START

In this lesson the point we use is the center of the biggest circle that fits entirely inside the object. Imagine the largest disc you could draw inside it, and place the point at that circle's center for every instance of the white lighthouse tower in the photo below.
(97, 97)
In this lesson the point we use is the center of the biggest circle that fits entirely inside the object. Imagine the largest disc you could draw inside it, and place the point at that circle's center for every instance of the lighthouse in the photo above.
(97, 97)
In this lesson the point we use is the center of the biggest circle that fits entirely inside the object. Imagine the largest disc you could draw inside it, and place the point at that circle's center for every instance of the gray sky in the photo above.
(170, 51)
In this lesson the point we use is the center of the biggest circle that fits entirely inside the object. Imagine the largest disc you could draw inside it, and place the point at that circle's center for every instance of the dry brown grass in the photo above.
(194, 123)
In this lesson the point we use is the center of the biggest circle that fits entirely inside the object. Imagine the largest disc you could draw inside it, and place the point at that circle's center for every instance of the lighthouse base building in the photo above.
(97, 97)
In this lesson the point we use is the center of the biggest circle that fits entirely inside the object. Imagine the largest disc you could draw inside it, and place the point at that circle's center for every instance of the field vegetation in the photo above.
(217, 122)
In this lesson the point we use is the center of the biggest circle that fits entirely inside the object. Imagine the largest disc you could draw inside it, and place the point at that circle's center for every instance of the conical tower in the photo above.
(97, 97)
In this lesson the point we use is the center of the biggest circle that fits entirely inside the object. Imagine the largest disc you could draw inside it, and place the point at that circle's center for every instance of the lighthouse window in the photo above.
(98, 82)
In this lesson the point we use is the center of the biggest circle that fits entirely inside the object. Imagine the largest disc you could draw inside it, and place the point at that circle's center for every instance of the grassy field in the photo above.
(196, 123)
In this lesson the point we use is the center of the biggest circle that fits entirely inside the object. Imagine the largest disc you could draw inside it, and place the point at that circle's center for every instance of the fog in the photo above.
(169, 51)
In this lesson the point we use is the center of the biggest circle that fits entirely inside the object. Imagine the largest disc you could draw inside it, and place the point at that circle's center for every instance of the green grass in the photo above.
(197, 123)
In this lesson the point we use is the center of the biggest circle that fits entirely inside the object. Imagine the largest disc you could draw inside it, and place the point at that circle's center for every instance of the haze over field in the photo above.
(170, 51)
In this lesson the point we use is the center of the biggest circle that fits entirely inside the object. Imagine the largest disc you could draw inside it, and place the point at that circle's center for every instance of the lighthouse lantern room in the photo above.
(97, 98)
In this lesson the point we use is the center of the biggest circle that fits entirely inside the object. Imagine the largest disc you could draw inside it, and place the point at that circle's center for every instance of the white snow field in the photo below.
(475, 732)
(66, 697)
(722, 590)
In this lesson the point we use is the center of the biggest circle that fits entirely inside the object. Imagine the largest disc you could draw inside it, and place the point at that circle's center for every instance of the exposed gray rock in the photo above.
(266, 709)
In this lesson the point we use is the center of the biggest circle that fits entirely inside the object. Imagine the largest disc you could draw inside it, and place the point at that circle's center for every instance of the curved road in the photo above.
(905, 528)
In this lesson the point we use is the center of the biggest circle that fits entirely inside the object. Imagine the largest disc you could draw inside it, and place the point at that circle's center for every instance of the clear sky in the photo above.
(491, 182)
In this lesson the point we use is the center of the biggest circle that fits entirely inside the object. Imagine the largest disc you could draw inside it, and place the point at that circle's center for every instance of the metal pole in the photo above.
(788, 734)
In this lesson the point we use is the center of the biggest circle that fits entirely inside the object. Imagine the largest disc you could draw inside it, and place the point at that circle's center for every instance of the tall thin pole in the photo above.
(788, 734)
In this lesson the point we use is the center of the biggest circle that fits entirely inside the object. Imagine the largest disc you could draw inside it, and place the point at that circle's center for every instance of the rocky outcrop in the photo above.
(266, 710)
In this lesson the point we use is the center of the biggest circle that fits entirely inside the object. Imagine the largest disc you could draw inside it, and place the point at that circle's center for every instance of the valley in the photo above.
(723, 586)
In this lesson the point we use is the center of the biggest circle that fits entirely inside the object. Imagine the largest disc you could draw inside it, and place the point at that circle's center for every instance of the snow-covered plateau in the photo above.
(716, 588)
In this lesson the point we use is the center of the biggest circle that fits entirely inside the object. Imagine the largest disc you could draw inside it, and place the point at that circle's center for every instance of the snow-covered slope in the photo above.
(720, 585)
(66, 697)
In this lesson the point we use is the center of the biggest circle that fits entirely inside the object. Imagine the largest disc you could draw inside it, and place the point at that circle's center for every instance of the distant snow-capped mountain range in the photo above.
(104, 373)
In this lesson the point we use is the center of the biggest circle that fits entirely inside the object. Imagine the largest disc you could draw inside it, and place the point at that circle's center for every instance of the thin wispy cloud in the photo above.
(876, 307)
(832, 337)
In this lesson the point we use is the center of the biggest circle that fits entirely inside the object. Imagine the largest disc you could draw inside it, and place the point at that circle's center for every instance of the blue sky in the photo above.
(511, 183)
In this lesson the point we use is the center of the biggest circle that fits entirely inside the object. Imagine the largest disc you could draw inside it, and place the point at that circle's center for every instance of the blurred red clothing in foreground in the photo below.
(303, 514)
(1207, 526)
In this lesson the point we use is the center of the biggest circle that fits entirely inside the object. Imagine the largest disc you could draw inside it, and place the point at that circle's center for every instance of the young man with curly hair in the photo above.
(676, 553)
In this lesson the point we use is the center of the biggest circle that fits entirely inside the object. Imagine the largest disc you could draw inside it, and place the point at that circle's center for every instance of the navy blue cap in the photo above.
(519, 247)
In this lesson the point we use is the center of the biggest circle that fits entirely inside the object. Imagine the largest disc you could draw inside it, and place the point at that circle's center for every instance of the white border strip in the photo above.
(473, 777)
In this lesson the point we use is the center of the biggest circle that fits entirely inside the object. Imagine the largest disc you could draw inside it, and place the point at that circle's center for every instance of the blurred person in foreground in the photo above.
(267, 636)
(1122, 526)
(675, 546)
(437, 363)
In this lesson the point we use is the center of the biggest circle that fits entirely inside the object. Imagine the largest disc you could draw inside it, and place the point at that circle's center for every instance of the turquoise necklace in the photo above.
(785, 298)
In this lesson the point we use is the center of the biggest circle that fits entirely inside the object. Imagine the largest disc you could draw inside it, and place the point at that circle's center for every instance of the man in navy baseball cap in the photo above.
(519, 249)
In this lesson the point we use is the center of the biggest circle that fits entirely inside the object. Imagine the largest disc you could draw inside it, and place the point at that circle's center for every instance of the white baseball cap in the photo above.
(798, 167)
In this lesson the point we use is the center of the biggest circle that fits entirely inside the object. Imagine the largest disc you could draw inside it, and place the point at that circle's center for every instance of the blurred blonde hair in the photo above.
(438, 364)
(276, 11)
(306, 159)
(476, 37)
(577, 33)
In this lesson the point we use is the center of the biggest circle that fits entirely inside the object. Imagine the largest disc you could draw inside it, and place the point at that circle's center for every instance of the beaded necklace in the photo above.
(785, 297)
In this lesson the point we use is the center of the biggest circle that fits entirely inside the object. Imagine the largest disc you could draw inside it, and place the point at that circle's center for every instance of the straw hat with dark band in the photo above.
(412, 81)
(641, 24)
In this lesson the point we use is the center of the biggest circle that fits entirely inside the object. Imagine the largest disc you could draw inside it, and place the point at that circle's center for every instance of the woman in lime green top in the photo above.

END
START

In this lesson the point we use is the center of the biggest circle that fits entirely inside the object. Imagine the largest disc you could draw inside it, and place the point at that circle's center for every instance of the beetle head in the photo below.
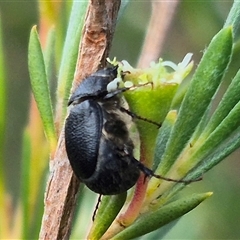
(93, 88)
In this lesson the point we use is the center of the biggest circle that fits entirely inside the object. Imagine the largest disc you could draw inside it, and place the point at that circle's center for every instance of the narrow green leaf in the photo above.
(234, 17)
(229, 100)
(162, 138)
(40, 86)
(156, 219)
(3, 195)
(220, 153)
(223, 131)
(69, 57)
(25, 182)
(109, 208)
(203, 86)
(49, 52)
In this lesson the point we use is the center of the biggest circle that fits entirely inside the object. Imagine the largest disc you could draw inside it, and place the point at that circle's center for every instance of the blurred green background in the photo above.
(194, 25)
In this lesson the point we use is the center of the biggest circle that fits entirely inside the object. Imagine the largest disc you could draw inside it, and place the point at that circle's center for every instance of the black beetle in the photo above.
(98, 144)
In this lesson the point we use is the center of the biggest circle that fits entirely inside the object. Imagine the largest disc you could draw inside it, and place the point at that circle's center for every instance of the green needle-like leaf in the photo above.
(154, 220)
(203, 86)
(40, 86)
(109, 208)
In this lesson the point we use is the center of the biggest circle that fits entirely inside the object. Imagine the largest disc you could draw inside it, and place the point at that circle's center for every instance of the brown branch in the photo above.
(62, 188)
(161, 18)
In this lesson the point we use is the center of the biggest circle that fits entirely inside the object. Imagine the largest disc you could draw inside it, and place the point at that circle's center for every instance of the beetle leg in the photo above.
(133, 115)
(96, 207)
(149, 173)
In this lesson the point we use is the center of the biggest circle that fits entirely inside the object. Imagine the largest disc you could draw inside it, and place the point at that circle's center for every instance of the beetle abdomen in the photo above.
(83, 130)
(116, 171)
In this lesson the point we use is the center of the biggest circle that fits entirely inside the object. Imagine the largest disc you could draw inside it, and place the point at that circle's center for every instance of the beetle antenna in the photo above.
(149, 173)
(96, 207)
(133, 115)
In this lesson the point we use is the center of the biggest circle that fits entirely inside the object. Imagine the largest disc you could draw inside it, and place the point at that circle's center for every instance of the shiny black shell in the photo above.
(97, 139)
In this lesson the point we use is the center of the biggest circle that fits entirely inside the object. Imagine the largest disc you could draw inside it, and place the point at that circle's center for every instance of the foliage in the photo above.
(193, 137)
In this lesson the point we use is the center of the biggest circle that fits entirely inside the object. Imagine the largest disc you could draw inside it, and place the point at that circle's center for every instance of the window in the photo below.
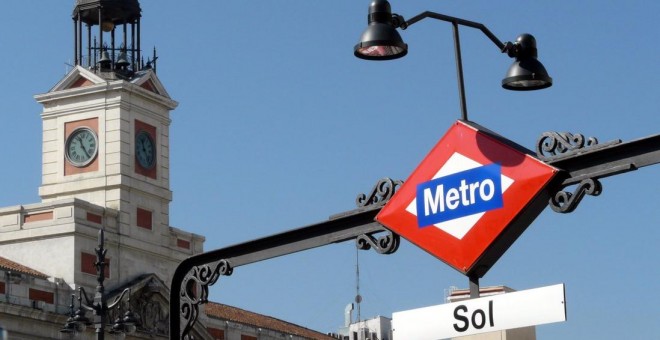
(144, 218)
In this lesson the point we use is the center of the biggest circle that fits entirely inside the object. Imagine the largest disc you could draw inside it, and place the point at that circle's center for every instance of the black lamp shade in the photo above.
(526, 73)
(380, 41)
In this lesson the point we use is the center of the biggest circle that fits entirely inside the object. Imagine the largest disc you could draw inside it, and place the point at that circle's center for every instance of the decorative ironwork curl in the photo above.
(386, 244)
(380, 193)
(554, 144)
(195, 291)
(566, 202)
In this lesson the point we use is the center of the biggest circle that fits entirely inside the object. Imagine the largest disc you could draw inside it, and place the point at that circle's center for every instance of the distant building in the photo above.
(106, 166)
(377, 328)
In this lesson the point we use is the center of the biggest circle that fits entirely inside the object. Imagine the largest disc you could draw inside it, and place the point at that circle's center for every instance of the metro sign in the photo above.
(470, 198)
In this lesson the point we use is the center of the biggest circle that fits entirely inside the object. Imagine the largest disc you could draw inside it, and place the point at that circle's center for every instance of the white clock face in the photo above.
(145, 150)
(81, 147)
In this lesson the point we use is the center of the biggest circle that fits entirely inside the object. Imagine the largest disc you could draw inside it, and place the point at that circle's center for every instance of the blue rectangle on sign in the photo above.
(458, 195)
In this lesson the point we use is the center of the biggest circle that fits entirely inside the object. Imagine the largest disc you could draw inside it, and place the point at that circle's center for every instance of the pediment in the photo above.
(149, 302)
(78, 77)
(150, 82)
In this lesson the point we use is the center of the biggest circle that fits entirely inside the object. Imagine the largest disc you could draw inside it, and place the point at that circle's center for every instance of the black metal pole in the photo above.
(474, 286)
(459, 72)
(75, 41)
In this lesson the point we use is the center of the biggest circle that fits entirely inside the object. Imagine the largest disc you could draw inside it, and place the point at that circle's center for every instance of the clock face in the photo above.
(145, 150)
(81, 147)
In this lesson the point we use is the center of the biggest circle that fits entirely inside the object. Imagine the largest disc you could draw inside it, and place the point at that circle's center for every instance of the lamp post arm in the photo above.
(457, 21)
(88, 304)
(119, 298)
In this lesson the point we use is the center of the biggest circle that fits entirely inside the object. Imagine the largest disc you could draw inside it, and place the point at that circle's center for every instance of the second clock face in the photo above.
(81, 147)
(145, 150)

END
START

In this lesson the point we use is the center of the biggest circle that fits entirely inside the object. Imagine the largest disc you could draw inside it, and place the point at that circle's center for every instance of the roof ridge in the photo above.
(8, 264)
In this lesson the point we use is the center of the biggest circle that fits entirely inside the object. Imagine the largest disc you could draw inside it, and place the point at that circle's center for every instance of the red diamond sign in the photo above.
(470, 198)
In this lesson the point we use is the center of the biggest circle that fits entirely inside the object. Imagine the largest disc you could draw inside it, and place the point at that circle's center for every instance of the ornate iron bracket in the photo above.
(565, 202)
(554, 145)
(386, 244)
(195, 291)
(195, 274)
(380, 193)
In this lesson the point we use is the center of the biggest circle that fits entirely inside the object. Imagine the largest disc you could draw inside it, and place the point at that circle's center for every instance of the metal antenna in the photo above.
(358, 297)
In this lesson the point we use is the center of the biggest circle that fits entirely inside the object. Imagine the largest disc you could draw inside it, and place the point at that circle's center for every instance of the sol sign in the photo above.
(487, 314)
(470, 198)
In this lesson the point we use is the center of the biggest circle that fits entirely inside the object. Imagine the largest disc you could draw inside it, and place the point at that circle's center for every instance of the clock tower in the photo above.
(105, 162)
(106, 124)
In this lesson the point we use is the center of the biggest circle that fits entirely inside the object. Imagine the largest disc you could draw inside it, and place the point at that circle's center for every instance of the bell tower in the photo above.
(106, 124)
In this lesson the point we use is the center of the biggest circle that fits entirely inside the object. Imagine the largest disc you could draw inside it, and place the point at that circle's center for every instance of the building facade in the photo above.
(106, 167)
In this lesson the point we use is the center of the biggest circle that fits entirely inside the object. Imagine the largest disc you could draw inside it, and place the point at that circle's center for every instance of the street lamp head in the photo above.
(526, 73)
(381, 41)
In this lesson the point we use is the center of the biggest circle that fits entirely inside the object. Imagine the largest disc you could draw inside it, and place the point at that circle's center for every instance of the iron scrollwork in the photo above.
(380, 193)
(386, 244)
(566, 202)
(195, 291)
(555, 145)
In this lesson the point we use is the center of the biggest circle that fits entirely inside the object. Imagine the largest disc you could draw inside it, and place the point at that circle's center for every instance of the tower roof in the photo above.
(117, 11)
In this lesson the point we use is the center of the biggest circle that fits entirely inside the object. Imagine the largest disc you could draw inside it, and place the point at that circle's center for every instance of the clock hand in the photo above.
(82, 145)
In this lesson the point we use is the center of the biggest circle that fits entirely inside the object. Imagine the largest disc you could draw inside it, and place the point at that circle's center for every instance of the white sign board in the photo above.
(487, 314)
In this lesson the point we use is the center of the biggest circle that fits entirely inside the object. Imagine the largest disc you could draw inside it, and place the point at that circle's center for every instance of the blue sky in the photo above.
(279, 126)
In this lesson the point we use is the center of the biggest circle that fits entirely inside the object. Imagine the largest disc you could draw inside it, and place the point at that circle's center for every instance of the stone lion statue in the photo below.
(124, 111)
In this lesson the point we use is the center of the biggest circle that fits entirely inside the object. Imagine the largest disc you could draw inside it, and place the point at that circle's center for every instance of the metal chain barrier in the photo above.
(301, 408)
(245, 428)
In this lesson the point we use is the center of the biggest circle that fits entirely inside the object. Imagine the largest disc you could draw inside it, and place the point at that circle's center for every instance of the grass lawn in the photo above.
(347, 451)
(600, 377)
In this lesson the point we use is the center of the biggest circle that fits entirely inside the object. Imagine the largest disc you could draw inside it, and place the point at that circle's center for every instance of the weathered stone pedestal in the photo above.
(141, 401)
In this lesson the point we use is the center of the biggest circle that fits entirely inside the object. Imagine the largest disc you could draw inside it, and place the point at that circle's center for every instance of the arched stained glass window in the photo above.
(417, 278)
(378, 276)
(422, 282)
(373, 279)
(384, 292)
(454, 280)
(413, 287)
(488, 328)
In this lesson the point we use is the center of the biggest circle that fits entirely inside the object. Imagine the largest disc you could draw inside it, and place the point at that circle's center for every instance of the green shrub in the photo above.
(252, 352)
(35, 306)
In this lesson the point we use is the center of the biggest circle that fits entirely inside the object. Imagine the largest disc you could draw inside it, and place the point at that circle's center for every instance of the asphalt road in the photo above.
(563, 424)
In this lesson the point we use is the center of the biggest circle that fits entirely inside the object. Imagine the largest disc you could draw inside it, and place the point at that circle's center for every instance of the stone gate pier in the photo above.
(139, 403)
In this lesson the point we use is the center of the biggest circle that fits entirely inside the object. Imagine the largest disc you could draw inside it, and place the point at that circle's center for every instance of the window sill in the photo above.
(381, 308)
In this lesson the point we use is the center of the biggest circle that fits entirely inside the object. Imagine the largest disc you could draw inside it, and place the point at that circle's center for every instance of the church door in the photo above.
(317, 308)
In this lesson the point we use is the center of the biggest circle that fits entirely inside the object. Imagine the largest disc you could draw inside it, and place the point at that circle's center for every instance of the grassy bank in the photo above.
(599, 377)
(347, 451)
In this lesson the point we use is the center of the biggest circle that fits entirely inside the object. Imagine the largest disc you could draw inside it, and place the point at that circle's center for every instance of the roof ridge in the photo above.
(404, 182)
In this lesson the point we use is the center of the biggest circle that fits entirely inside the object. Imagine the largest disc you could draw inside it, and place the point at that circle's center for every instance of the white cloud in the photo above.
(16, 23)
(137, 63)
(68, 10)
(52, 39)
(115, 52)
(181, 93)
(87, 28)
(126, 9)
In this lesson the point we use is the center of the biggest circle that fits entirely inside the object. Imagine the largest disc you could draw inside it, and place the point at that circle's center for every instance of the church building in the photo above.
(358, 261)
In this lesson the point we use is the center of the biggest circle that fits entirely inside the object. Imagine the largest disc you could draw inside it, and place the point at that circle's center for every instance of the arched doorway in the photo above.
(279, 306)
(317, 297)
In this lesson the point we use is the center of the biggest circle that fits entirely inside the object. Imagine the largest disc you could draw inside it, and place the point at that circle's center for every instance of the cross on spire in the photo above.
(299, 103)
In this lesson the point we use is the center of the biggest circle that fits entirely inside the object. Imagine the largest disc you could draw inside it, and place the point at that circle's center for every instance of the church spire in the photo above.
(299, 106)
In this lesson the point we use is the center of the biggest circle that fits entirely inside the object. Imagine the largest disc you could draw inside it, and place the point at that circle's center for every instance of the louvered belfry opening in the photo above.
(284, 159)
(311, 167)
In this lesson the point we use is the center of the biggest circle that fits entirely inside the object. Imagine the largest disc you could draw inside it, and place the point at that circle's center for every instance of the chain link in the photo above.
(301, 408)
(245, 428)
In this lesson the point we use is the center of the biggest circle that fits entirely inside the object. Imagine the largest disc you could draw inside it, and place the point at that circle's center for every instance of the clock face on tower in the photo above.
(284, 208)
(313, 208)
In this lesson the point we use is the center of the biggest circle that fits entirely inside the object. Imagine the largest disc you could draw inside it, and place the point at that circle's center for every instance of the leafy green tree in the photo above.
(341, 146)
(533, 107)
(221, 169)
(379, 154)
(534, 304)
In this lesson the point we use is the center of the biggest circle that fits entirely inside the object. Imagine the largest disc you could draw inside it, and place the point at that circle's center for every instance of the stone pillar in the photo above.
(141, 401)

END

# What is being asked
Identify each line of the data above that contains the word "face", and copy every such line in full.

# Reply
In this lesson the point we use is the center of the biggest circle that fits entirely inside the object. Imagine the largest disc you could draw inside it, and place the point at that circle's center for every instance of the white clock face in the photo above.
In this lesson the point we use is the center of the biggest circle that fits entirely inside the object. Imagine the largest disc you could draw inside it, and place the point at that circle's center for every instance of the clock face in the photo above.
In this lesson the point we use is the center of the biggest circle that fits entirely inside the object. Imagine the largest disc you could draw inside it, and place the point at that circle's center for every instance of the second clock face in the photo above.
In this lesson the point we use is the center of the biggest circle that fits entirely inside the object. Imagine the largest disc you could draw inside it, and place the point at that circle's center for every instance of the clock face on tower in the photo above.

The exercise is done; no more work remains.